[PROBLEMS TO SOLVE]
1. Please rewrite the paragraph of the article that begins "The family said it was told" more briefly, keeping its main facts.
2. Switch "Dumpster" to "trash bin" in the article, then give the text starting at "A defendant told" and ending at "outside of Richmond.".

Police won't search for Latisha Frazier's body, family says

The family of murder victim Latisha Frazier says they have been told that authorities will not search for her body.


Latisha Frazier

A defendant told police that Frazier's body was dismembered and disposed of in a Dumpster. Police traced the Dumpster to a landfill outside of Richmond.

Investigators believe her remains are likely buried under 70 to 80 feet of refuse.

The family said it was told that it would cost too much money -- millions of dollars -- and it would present too much of a health risk to find her body.

Frazier's family was upset by the decision.

"We've just been looking for closure, and a place for us to lay our daughter's body to rest," said Frazier's father, Barry Campbell. "And it hurts to know she's buried under all this trash and we'll never get her back."

"It's already bad anyway, all the horrific stuff that happened to my child and then not actually being able to let her rest in peace," Campbell added. "I still want my daughter's body found so we can give her the proper burial she deserves."

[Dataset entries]

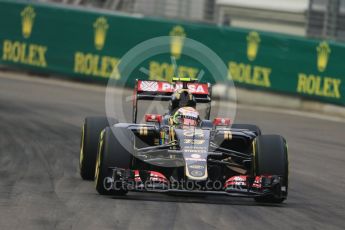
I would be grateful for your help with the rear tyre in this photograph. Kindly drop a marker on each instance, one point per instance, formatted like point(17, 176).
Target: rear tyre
point(91, 130)
point(271, 158)
point(250, 127)
point(113, 151)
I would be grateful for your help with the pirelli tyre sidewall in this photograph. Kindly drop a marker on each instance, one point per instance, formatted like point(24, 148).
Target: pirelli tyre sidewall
point(271, 158)
point(112, 153)
point(91, 129)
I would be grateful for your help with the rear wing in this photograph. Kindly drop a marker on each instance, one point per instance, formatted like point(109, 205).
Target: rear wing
point(163, 91)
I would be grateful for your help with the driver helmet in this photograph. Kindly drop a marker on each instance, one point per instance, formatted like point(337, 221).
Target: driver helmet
point(186, 116)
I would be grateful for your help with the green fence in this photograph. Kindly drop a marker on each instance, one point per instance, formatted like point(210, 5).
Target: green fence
point(88, 45)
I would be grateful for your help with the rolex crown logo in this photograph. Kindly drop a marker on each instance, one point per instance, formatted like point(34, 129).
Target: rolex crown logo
point(323, 52)
point(101, 26)
point(253, 41)
point(28, 16)
point(177, 39)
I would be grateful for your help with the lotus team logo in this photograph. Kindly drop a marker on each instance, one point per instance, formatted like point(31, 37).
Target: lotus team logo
point(177, 39)
point(323, 52)
point(28, 16)
point(101, 26)
point(253, 41)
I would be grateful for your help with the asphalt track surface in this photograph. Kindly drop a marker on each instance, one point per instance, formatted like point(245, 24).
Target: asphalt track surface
point(40, 187)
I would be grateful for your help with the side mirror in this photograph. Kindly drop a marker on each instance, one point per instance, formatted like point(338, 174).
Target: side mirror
point(153, 118)
point(218, 121)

[ANSWERS TO THE PROBLEMS]
1. The family was told that recovering her body would cost millions of dollars and pose too great a health risk.

2.
A defendant told police that Frazier's body was dismembered and disposed of in a trash bin. Police traced the trash bin to a landfill outside of Richmond.